Set out the listing below as a Markdown table with two columns, Row and Line: each row number in the first and its line of text in the second, with blank lines omitted.

-- start --

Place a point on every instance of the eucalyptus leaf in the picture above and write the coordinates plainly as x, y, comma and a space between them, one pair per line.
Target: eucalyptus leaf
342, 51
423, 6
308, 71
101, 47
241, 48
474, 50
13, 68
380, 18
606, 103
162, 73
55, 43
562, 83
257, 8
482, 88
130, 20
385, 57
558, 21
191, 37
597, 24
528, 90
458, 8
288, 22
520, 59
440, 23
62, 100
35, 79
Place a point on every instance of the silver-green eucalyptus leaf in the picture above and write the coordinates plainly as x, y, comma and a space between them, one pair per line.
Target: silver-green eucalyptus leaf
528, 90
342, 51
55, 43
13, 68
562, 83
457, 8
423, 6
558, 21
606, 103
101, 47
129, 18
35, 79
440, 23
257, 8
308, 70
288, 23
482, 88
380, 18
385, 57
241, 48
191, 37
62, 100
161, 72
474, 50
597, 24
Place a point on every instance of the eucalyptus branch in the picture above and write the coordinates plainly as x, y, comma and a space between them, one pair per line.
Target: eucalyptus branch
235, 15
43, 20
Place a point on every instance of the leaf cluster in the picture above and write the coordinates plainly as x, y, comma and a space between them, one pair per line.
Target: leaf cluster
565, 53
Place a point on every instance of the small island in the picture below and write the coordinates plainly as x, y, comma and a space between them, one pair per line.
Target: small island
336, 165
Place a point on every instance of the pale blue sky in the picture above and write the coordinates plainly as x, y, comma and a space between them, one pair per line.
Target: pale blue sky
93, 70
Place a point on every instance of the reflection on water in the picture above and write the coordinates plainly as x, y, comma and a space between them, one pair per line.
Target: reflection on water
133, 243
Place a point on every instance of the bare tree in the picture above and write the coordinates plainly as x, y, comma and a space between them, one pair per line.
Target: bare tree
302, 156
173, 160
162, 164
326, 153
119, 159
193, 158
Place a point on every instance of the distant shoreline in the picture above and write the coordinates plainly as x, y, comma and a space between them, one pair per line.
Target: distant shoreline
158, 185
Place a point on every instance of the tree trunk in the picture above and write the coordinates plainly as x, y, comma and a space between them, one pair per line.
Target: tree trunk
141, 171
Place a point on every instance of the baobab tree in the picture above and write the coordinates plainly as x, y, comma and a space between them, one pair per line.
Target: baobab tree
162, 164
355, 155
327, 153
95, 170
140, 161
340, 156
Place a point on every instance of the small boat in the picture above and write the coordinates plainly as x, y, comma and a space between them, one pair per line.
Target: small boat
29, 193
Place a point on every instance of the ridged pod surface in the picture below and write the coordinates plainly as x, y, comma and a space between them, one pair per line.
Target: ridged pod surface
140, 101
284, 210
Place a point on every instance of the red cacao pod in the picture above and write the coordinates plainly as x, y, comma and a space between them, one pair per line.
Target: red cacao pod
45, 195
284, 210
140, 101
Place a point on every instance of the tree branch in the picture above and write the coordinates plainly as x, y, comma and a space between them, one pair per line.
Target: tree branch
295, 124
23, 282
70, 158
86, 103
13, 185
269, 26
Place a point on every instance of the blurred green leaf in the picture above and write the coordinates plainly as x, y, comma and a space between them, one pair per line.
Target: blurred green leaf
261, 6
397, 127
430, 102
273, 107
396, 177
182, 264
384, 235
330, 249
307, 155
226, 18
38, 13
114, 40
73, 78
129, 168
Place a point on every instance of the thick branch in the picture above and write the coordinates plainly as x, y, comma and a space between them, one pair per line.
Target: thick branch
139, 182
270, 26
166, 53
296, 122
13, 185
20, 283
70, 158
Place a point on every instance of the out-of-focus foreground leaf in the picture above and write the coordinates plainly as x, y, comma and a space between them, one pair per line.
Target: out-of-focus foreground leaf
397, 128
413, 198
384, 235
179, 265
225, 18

-- end --

• Solution below
| Row | Line |
|---|---|
| 1 | Place a point on every instance of the eucalyptus leaf in the picture above and write the coordinates plainly as x, y, comma and a space between them, one pair per line. |
| 2 | Target: eucalyptus leaf |
| 3 | 342, 51 |
| 4 | 423, 6 |
| 5 | 308, 71 |
| 6 | 101, 47 |
| 7 | 241, 48 |
| 8 | 474, 50 |
| 9 | 13, 68 |
| 10 | 380, 18 |
| 11 | 606, 103 |
| 12 | 162, 73 |
| 13 | 55, 43 |
| 14 | 562, 83 |
| 15 | 257, 8 |
| 16 | 482, 88 |
| 17 | 130, 20 |
| 18 | 385, 57 |
| 19 | 558, 21 |
| 20 | 191, 37 |
| 21 | 597, 24 |
| 22 | 528, 90 |
| 23 | 458, 8 |
| 24 | 288, 22 |
| 25 | 520, 59 |
| 26 | 440, 23 |
| 27 | 62, 100 |
| 28 | 35, 79 |
| 29 | Place a point on every instance of the silver-green eucalyptus leaf in the picture above and write the coordinates plainly as x, y, comma and a space between them, one pair per line. |
| 30 | Target: silver-green eucalyptus leaf |
| 31 | 528, 90 |
| 32 | 342, 51 |
| 33 | 55, 43 |
| 34 | 13, 68 |
| 35 | 562, 83 |
| 36 | 457, 8 |
| 37 | 423, 6 |
| 38 | 558, 21 |
| 39 | 606, 103 |
| 40 | 101, 47 |
| 41 | 129, 18 |
| 42 | 35, 79 |
| 43 | 440, 23 |
| 44 | 257, 8 |
| 45 | 308, 70 |
| 46 | 288, 23 |
| 47 | 482, 88 |
| 48 | 380, 18 |
| 49 | 385, 57 |
| 50 | 241, 48 |
| 51 | 191, 37 |
| 52 | 62, 100 |
| 53 | 161, 72 |
| 54 | 474, 50 |
| 55 | 597, 24 |
| 56 | Place a point on every instance of the eucalyptus branch in the picture above and write the coordinates plainly as x, y, comma and a space between them, one pair per line. |
| 57 | Target: eucalyptus branch |
| 58 | 235, 15 |
| 59 | 43, 20 |
| 60 | Place a point on every instance of the leaf cluster in the picture above and write the coordinates plainly as x, y, comma and a space between them, one pair per line. |
| 61 | Target: leaf cluster |
| 62 | 565, 53 |
| 63 | Place a point on every instance of the small island in the picture below and write the coordinates plainly as x, y, comma and a space between them, one pair per line. |
| 64 | Target: small island |
| 65 | 336, 165 |
| 66 | Place a point on every instance of the pale blue sky in the picture above and write the coordinates plainly as x, y, comma and a space between them, one pair per line. |
| 67 | Target: pale blue sky |
| 68 | 93, 70 |
| 69 | Place a point on every instance of the reflection on water in the picture above and write the coordinates plainly as x, y, comma and a space between them, one pair per line. |
| 70 | Target: reflection on water |
| 71 | 133, 243 |
| 72 | Place a point on every instance of the bare tree in the picture above and write the coordinates plainly as x, y, comma and a space between them, one pair per line. |
| 73 | Target: bare tree |
| 74 | 302, 156 |
| 75 | 173, 160 |
| 76 | 162, 164 |
| 77 | 326, 153 |
| 78 | 119, 159 |
| 79 | 193, 158 |
| 80 | Place a point on every instance of the distant shoreline in the picture above and write the coordinates plainly as x, y, comma and a space between them, one pair per line. |
| 81 | Target: distant shoreline |
| 82 | 158, 185 |
| 83 | Place a point on every instance of the tree trunk in the picture above and write the coordinates plainly as x, y, comma and a space between them, one pair per line. |
| 84 | Target: tree trunk |
| 85 | 141, 171 |
| 86 | Place a point on every instance of the baobab tree in the picture above and write the coordinates plainly as x, y, comma and a space between them, one pair per line. |
| 87 | Target: baobab tree |
| 88 | 162, 164 |
| 89 | 355, 155 |
| 90 | 327, 153 |
| 91 | 95, 170 |
| 92 | 140, 161 |
| 93 | 340, 156 |
| 94 | Place a point on every instance of the small boat in the picture above and write the coordinates plainly as x, y, comma and a space between them, one pair per line. |
| 95 | Target: small boat |
| 96 | 29, 193 |
| 97 | Place a point on every instance of the ridged pod surface in the picture below and write the coordinates plainly as x, y, comma and a space between them, one pair per line. |
| 98 | Target: ridged pod surface |
| 99 | 140, 101 |
| 100 | 284, 210 |
| 101 | Place a point on every instance of the red cacao pod in the picture above and write the coordinates plainly as x, y, comma and a space between them, one pair per line. |
| 102 | Target: red cacao pod |
| 103 | 45, 195 |
| 104 | 284, 210 |
| 105 | 140, 101 |
| 106 | Place a point on every instance of the tree branch in the picture above and write the coordinates plainly as x, y, comma and a space between them, one pair per line. |
| 107 | Target: tree branch |
| 108 | 295, 124 |
| 109 | 23, 282 |
| 110 | 70, 158 |
| 111 | 86, 103 |
| 112 | 13, 185 |
| 113 | 269, 26 |
| 114 | Place a point on every instance of the blurred green leaf in the picture above and write the coordinates plainly as x, y, comma and a space between them, one pair per line. |
| 115 | Target: blurred green leaf |
| 116 | 261, 6 |
| 117 | 397, 127 |
| 118 | 430, 102 |
| 119 | 273, 107 |
| 120 | 396, 177 |
| 121 | 182, 264 |
| 122 | 384, 235 |
| 123 | 330, 249 |
| 124 | 307, 155 |
| 125 | 226, 18 |
| 126 | 38, 13 |
| 127 | 114, 40 |
| 128 | 73, 78 |
| 129 | 129, 168 |
| 130 | Place a point on every instance of the thick branch in the picture above and write the coordinates plainly as x, y, comma and a space between them, one pair per line. |
| 131 | Target: thick branch |
| 132 | 139, 182 |
| 133 | 270, 26 |
| 134 | 166, 53 |
| 135 | 296, 122 |
| 136 | 13, 185 |
| 137 | 20, 283 |
| 138 | 70, 158 |
| 139 | Place a point on every instance of the out-of-focus foreground leaf in the picture above and write the coordinates plainly as x, y, comma and a space between them, one pair per line. |
| 140 | Target: out-of-focus foreground leaf |
| 141 | 397, 128 |
| 142 | 413, 198 |
| 143 | 384, 235 |
| 144 | 179, 265 |
| 145 | 225, 18 |